• [Work to do] Locate each line below that contains the word "wooden" with matching case, and copy those lines.

[Pointing records]
* * *

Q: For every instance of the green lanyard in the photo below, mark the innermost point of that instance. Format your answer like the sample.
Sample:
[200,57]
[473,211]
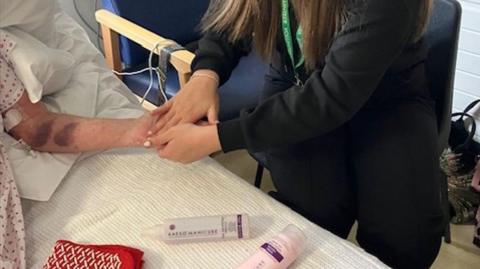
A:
[287,33]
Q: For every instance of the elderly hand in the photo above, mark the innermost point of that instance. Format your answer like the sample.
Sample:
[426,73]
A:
[186,143]
[138,130]
[196,100]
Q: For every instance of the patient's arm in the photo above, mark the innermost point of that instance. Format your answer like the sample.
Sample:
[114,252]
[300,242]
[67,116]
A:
[52,132]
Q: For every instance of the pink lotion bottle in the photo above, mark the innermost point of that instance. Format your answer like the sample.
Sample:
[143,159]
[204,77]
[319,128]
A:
[279,252]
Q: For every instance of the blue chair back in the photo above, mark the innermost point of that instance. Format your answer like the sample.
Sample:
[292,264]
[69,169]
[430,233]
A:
[442,39]
[173,19]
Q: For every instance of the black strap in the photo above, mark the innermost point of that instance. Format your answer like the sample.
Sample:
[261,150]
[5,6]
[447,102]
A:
[472,130]
[470,106]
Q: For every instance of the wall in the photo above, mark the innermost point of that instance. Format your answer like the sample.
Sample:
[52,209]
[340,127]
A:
[87,8]
[467,80]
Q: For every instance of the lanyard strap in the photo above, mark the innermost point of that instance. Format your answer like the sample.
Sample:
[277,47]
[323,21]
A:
[287,33]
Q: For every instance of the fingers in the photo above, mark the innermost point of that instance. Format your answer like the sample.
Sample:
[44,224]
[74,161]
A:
[160,140]
[202,123]
[212,115]
[171,123]
[162,122]
[162,109]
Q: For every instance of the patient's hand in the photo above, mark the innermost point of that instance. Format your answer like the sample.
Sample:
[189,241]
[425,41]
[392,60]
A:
[186,143]
[138,133]
[197,99]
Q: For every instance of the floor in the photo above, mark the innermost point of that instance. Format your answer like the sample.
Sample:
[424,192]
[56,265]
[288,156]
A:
[461,253]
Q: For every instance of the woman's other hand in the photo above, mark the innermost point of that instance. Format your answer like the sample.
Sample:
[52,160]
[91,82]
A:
[196,100]
[186,143]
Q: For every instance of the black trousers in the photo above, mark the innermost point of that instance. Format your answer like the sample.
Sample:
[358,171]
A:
[381,168]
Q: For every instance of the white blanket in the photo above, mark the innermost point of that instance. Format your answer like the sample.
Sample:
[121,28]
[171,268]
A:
[112,197]
[91,91]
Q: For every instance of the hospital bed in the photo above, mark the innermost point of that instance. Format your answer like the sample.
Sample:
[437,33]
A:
[111,197]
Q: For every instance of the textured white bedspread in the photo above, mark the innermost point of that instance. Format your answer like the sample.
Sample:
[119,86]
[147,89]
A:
[112,197]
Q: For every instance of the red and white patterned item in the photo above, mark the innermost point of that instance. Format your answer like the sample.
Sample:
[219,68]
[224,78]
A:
[69,255]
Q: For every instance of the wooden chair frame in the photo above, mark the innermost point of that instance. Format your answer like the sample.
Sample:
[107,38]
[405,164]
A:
[113,26]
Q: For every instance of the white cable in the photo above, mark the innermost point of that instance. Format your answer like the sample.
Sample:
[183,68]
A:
[150,68]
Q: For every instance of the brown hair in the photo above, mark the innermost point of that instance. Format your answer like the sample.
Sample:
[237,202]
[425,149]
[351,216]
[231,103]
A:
[320,21]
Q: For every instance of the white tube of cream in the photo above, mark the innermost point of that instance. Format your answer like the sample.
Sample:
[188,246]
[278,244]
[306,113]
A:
[197,229]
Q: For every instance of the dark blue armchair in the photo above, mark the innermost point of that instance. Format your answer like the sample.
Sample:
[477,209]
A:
[179,20]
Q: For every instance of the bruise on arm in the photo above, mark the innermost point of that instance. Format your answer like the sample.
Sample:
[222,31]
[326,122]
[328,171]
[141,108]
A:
[64,137]
[42,134]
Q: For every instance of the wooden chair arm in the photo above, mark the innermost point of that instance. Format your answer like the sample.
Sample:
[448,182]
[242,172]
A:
[113,26]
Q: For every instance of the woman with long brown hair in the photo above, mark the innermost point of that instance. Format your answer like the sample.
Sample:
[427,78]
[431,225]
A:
[346,120]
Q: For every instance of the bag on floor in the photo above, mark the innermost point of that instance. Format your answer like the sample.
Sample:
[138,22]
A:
[459,163]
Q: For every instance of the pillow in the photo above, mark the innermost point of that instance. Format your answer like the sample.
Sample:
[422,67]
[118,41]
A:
[32,16]
[42,70]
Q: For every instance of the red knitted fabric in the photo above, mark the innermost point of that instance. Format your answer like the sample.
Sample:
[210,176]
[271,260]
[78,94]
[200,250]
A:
[67,254]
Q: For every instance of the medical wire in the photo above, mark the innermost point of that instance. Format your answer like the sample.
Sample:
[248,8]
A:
[150,68]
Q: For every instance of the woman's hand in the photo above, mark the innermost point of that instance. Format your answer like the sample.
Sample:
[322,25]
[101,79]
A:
[186,143]
[196,100]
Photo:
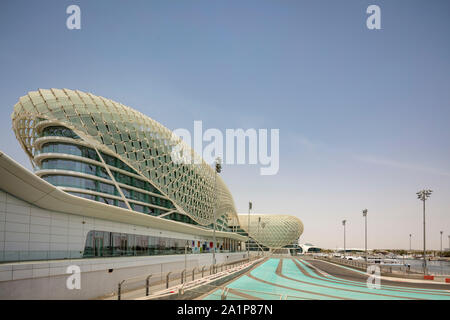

* * *

• [Response]
Q: For every instance of the wooden chair frame in the photo above, mark the innermost point of that instance. Format your answer like the sample.
Q: For every instance of the wooden chair arm in the photo above, mark the innermost point of that instance. Format your answer like the sample.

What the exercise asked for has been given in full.